Problem to solve -> Can you reproduce the data beneath, keeping every line exact?

— Start Records provided —

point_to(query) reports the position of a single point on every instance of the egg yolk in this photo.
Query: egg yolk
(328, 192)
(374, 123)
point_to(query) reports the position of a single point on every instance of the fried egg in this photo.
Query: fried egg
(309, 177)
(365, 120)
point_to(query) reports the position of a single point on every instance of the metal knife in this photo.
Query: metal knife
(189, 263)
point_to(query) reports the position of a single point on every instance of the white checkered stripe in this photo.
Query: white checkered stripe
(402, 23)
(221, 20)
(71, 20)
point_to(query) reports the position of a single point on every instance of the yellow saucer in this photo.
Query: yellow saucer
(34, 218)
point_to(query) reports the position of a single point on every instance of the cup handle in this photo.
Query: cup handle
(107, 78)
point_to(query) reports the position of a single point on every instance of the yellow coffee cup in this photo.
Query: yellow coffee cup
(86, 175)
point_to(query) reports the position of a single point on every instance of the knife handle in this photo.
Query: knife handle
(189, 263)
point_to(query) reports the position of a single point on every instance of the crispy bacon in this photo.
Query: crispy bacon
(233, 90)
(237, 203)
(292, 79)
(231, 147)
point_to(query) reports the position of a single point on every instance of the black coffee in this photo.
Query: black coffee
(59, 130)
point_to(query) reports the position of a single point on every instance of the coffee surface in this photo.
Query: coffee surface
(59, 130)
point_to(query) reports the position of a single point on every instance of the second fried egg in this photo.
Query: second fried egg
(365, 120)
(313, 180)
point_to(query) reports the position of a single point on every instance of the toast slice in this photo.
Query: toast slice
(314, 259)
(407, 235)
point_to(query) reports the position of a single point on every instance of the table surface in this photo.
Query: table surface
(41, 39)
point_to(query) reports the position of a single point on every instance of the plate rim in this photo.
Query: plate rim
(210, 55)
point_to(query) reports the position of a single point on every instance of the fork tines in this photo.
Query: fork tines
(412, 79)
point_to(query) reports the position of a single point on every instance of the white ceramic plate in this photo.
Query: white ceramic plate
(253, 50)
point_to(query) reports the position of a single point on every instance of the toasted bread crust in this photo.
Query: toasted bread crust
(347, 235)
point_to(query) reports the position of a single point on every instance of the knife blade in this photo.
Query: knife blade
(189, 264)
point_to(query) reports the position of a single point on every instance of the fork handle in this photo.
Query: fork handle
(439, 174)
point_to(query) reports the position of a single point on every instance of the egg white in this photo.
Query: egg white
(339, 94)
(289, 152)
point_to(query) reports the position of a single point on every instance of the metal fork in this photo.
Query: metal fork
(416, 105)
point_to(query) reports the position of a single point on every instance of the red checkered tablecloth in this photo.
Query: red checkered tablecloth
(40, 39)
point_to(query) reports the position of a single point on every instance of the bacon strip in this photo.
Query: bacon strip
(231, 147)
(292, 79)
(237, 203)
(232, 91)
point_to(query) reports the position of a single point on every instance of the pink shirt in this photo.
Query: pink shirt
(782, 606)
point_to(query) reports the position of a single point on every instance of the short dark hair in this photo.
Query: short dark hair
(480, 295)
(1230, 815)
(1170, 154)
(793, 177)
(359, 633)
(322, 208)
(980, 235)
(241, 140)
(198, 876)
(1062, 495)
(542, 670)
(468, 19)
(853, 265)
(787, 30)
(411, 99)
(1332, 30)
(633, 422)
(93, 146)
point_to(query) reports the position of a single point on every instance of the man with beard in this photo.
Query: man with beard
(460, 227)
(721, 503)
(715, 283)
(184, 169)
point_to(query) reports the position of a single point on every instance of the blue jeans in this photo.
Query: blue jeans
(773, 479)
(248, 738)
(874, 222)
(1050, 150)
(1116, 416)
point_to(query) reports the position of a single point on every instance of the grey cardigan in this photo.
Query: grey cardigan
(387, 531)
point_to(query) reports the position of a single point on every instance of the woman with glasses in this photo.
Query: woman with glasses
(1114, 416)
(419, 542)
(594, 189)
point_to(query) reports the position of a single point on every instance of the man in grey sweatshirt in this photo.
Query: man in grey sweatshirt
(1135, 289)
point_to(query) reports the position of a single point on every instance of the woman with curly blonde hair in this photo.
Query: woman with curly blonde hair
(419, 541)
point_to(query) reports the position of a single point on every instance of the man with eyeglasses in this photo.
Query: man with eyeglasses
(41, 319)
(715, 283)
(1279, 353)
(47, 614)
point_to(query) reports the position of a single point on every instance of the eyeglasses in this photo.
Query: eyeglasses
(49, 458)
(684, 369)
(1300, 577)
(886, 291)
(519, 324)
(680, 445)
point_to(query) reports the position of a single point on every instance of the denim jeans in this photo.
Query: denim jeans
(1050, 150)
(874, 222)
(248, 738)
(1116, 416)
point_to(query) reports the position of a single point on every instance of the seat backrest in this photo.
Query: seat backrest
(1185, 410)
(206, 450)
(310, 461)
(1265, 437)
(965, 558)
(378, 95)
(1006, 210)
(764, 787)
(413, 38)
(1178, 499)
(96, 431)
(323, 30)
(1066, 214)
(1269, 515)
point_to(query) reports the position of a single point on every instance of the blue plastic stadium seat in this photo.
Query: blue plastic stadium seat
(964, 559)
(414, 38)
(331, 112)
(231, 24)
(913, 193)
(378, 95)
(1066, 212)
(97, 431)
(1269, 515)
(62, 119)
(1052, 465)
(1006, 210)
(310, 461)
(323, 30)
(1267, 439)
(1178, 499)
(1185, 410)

— End Records provided —

Answer to this task ->
point_to(query) reports the position of a single point on every instance of the egg yolk in this photo.
Query: egg yolk
(328, 192)
(374, 123)
point_to(query) reports the position of a single point on every instance of the fried egg in this photo.
Query: fried egg
(309, 177)
(365, 120)
point_to(query) reports the position of a single point on every instance of the metal knife in this photo.
Query: metal knife
(189, 263)
point_to(query) reports the position of a single point on every instance of the white checkered stripe in this photo.
Query: white checkered stripe
(402, 23)
(221, 20)
(71, 20)
point_to(query) reports the position of a single point on every instance of the yellow saucer in this photo.
Query: yellow saucer
(34, 218)
point_to(query) reports the position of a single point on every instance of the cup handle in this photo.
Query: cup handle
(107, 78)
point_to(query) reports the position of a single point on every instance of the yellow coffee cup in this photo.
Query: yellow coffee cup
(86, 175)
point_to(query) reports the position of a single point on every instance of the knife handle in this photo.
Query: knife handle
(189, 263)
point_to(query) reports the position of a single point on every instance of the crispy bacon in this photo.
Query: crispy bacon
(233, 90)
(237, 203)
(292, 79)
(231, 147)
point_to(query) reports the position of a single point on every instance of the black coffee in this photo.
Query: black coffee
(59, 130)
point_to(query) reports the position of a single point on every instance of the coffee surface in this photo.
Query: coffee surface
(59, 130)
point_to(query) reports the position of a single point on every instance of the second fried egg in this photo.
Query: second fried egg
(365, 120)
(313, 180)
point_to(query) reports the position of a single point on every instance of the toast slice in this photo.
Query: toast slice
(314, 259)
(407, 235)
point_to(query) reports the position of a single point on every instance of the table surface in this photo.
Query: table surface
(41, 39)
point_to(query) reports the position of a single point on every instance of the plate rim in this photo.
Query: plate rim
(210, 55)
point_to(query) reports the position of a single point on every instance of the fork tines in this photo.
Query: fork tines
(412, 79)
point_to(query) reports the position of a single point on every instance of the white ceramic plate in this photo.
Query: white ceramic plate
(253, 50)
point_to(query) reports the position of a single point on every instance of the toasted bread crust in this photo.
Query: toasted bread crust
(347, 235)
point_to(query) reports the position of a single point on every instance of the knife blade in this photo.
Query: knife blade
(189, 264)
point_to(query) reports the position of a single point on every instance of the fork handle in this photo.
Query: fork handle
(439, 174)
point_to(query) reports the position of a single point on every instance of the egg white in this photo.
Query: egg white
(339, 94)
(289, 152)
point_to(query) reports the position of a single point on every instance of the metal fork in this photo.
Query: metal fork
(416, 105)
point_to(query) reports the position of a single point on every instance of the red checkered tablecloth in this photo.
Query: red checkered tablecloth
(40, 39)
point_to(query) reports the position of a single point on every instance of the bacon strip in this photo.
Query: bacon strip
(231, 147)
(292, 79)
(237, 203)
(232, 91)
point_to(query) reports the position of a single point on every instance of the pink shirt in this photo.
Query: pink shirt
(782, 606)
point_to(query) reports the position of a single point on every instance of the short dark hair in this photo.
Query: short dark hair
(480, 295)
(1230, 815)
(1170, 154)
(793, 177)
(359, 633)
(322, 208)
(980, 235)
(241, 140)
(198, 876)
(1062, 495)
(542, 670)
(468, 19)
(853, 265)
(787, 30)
(411, 99)
(1332, 30)
(633, 422)
(93, 146)
point_to(query) reports the position of a single point on every instance of the man with beard in this photo.
Query: man with beard
(460, 227)
(721, 503)
(715, 283)
(184, 169)
point_to(query) reports the position of a single point on every instance of the blue jeans in this photo.
Query: blue jeans
(773, 479)
(248, 738)
(874, 222)
(1050, 150)
(1116, 416)
point_to(query) reports the position of a single point on every instance of the grey cardigan in this photo.
Query: grey cardigan
(387, 531)
point_to(query) reports the position of a single point on every instance of the woman with glasses in this photo.
Query: woman with glasses
(1114, 416)
(419, 542)
(594, 189)
point_to(query) reports the position of a single point on every instance of the man in grey sweatshirt in this photo.
Query: man in grey sweatshirt
(1135, 289)
point_to(query) reports the position of a single point on every instance of the woman with curly blonde hair in this photo.
Query: woman with curly blonde hair
(419, 541)
point_to(query) reports the position of a single point on every instance of the man with eyeglasses in this photo.
Query: man with eyeglasses
(41, 319)
(715, 283)
(1279, 353)
(47, 614)
point_to(query) reports the position of a single point on every instance of the eyeglasses in this photo.
Query: eyeglasses
(49, 458)
(684, 369)
(1300, 577)
(886, 291)
(519, 324)
(680, 445)
point_to(query) reports the position of a single point on every instance of the denim jeans in this photo.
Query: denim jeans
(1050, 150)
(874, 222)
(248, 738)
(1116, 416)
point_to(query) reports the position of a single point on every instance of the seat backrest in this photo.
Query: seat backrest
(1185, 410)
(206, 450)
(310, 461)
(1265, 437)
(965, 558)
(378, 95)
(1006, 210)
(764, 787)
(413, 38)
(1178, 499)
(96, 431)
(323, 30)
(1066, 214)
(1269, 515)
point_to(query) reports the position of a single point on every instance of the blue plastic stadium seat in this photo.
Query: blue plastic stadium seat
(964, 559)
(414, 38)
(331, 112)
(231, 24)
(913, 193)
(378, 95)
(1066, 212)
(97, 431)
(1269, 515)
(62, 119)
(1052, 465)
(1006, 210)
(310, 461)
(323, 30)
(1267, 439)
(1178, 499)
(1185, 410)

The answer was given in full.